---------- MATERIAL SUPPLIED ----------

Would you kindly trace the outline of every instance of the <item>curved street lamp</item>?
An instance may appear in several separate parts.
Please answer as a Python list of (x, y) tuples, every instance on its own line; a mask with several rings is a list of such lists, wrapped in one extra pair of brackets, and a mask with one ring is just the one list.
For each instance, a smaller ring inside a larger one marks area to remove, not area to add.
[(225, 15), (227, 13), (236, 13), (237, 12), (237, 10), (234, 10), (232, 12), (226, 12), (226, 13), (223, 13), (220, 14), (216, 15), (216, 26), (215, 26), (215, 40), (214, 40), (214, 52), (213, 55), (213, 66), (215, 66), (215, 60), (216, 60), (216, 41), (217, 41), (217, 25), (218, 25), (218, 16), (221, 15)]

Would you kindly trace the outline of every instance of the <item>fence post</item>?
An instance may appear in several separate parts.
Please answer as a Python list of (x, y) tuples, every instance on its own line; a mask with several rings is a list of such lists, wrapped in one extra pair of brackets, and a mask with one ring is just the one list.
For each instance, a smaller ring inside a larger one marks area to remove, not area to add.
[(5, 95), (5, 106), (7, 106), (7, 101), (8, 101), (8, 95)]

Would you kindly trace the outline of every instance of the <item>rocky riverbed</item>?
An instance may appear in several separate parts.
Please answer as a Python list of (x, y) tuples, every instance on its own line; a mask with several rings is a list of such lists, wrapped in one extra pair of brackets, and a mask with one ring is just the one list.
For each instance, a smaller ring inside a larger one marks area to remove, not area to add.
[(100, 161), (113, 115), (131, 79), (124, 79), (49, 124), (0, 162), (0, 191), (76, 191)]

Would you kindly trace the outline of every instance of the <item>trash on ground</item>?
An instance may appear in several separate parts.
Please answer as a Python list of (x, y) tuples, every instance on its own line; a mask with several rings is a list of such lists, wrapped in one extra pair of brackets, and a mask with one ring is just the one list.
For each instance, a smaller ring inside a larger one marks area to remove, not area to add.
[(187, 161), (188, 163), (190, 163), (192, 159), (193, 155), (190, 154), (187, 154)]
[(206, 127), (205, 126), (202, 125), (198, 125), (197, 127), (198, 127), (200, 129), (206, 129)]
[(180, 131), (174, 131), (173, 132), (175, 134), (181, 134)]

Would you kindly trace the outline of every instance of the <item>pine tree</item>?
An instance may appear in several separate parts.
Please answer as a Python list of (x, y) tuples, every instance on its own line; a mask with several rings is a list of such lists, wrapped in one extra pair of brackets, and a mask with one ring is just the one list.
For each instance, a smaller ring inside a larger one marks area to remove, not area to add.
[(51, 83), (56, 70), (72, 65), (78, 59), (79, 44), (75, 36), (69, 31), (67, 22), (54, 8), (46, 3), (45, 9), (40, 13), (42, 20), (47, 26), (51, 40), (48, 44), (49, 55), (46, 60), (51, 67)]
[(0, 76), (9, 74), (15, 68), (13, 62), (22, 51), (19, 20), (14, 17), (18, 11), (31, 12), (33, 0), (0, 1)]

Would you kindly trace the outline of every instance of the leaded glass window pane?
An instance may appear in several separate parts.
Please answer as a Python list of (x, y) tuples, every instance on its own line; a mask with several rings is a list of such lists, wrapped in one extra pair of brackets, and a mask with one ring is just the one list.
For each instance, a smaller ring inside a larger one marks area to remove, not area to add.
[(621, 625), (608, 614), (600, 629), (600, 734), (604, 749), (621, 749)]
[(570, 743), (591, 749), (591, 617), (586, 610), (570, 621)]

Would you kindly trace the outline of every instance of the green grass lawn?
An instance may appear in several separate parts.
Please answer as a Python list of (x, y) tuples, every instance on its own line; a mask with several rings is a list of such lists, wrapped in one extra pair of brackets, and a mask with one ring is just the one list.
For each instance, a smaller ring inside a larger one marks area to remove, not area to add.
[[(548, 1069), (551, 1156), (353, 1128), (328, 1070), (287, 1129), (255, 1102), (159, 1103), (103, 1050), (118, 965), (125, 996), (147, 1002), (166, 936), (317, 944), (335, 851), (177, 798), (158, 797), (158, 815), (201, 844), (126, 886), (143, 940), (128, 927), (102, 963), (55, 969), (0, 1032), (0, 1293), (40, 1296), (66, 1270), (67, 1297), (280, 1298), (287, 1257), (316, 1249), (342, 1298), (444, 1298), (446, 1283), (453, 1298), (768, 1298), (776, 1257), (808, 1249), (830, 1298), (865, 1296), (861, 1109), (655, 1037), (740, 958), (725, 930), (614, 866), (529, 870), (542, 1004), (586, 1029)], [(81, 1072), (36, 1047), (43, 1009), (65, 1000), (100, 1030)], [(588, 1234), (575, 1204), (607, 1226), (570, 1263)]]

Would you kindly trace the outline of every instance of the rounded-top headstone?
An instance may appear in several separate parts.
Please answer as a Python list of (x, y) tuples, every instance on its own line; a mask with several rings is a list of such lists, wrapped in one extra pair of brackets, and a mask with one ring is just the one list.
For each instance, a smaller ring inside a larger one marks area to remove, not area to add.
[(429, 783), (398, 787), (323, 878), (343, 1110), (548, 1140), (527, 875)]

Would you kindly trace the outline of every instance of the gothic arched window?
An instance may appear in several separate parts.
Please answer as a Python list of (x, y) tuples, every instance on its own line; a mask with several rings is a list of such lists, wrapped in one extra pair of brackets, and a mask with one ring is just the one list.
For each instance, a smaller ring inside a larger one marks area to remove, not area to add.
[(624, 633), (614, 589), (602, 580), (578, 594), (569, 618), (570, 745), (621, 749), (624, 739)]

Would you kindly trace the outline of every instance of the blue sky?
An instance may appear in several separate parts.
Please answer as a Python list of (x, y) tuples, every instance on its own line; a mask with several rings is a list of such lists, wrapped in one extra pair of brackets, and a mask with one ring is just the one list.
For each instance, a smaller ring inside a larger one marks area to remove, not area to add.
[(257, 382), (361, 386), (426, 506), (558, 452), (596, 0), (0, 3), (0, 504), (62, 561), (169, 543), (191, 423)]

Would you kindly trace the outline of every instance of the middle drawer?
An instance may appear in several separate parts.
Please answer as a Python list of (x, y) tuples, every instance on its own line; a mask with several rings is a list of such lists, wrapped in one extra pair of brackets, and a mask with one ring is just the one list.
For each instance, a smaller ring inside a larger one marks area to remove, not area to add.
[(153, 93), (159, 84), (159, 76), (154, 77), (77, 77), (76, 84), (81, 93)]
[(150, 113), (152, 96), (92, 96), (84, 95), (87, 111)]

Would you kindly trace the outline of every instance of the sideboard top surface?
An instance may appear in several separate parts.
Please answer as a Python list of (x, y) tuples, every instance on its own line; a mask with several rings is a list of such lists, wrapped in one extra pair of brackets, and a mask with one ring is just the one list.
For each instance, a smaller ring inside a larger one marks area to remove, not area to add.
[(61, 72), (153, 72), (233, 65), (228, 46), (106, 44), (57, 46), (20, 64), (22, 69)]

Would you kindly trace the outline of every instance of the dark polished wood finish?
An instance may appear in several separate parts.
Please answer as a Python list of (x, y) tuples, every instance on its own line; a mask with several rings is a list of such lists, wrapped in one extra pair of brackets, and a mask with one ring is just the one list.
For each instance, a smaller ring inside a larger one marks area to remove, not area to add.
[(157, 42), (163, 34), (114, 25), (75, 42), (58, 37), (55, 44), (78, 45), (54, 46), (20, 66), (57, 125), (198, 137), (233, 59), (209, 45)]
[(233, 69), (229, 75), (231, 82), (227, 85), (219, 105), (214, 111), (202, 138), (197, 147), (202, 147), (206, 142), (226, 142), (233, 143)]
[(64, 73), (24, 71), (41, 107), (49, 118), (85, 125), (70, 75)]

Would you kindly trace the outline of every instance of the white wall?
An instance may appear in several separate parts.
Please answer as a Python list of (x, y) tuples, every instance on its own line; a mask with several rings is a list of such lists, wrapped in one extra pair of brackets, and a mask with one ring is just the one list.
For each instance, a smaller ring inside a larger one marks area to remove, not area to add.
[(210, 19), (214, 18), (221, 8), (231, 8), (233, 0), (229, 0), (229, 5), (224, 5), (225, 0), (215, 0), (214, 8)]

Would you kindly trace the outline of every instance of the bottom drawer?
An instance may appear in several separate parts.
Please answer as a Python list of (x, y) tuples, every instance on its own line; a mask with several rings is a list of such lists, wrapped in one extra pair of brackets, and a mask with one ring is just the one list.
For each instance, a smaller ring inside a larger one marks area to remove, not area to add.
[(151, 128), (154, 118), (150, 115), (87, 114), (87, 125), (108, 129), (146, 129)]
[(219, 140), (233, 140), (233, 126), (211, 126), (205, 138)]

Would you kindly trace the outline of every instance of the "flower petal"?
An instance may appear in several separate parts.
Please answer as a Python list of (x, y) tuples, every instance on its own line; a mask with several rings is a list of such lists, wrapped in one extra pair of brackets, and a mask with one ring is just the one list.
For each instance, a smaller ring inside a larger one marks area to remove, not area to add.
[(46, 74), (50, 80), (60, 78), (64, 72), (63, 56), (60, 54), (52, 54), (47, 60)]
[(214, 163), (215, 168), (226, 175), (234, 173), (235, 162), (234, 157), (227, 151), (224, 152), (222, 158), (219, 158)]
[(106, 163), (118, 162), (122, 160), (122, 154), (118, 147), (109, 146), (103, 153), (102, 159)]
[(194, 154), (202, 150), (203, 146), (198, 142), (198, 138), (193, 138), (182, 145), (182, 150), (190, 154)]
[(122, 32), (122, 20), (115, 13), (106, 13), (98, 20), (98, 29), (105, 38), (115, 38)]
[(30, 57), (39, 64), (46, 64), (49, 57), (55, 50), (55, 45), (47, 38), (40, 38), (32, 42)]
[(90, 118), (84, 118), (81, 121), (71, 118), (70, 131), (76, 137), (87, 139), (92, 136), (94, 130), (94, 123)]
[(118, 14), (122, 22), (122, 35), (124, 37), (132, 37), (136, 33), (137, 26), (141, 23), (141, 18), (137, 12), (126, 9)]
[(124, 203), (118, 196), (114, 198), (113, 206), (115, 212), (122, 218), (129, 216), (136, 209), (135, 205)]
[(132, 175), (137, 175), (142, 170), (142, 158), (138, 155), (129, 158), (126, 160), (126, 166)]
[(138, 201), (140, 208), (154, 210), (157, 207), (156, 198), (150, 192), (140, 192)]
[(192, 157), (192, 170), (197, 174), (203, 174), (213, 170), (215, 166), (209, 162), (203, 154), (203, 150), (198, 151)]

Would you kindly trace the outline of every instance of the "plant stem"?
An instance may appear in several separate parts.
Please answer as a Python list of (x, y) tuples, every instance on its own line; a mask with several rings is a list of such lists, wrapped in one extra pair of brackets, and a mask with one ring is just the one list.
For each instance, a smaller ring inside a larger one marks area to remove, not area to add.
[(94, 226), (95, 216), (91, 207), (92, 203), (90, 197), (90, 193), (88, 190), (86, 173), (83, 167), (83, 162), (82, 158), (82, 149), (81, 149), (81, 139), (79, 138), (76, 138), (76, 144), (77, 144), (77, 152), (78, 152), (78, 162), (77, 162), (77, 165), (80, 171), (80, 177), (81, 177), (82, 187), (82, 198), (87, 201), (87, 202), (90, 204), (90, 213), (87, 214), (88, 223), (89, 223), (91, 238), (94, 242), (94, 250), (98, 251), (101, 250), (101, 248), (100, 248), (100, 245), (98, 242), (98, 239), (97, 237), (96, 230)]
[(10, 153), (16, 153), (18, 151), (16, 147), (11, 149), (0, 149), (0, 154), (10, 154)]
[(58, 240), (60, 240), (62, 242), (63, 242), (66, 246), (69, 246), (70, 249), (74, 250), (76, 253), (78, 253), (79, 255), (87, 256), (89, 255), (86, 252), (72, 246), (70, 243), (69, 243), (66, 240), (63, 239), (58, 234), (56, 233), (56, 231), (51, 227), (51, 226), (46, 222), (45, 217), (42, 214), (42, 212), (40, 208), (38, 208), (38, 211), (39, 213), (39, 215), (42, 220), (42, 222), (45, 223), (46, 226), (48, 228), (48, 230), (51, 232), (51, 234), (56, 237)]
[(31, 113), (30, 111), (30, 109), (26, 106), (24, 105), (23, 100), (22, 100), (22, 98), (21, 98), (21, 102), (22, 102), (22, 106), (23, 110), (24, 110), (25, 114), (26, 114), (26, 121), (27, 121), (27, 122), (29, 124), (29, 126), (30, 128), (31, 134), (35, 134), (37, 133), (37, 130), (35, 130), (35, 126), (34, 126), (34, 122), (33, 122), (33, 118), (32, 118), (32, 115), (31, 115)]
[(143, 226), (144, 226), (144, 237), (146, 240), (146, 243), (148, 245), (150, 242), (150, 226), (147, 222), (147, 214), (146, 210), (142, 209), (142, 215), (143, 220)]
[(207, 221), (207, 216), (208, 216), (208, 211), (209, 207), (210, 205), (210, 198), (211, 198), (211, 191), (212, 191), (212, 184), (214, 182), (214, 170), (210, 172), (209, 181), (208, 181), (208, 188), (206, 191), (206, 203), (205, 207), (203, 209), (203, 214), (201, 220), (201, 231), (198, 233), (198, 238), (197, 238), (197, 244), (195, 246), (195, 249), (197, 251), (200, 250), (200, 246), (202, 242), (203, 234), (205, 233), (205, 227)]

----------

# [AIM]
Copy everything from the line containing "<item>trash on ground</item>?" down to the line containing "[(180, 131), (174, 131), (173, 132), (175, 134), (181, 134)]", swapping "separate parts" for "distinct pieces" and leaving all else as it stands.

# [ANSWER TO THE TASK]
Would you kindly trace the outline of every instance of the <item>trash on ground</item>?
An instance may appear in several distinct pieces.
Please answer as a Python list of (x, y) tuples, every instance on its own line; a mask with several rings is a list of such lists, wrapped in one extra pair of brackets, and a mask with one ring is just the one list.
For each instance, a smaller ring inside a larger one marks area to remove, not area to add.
[(187, 161), (188, 163), (190, 163), (192, 159), (193, 155), (190, 154), (187, 154)]
[(206, 127), (205, 126), (202, 125), (198, 125), (197, 127), (198, 127), (200, 129), (206, 129)]
[(180, 131), (174, 131), (173, 132), (175, 134), (181, 134)]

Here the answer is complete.